■ **WHAT YOU HAVE TO DO**:
Print all the records exactly, please.

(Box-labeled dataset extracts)
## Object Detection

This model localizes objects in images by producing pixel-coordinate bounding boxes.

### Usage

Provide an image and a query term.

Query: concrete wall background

■ **FINAL ANSWER**:
## Object Detection

This model localizes objects in images by producing pixel-coordinate bounding boxes.

### Usage

Provide an image and a query term.

Query: concrete wall background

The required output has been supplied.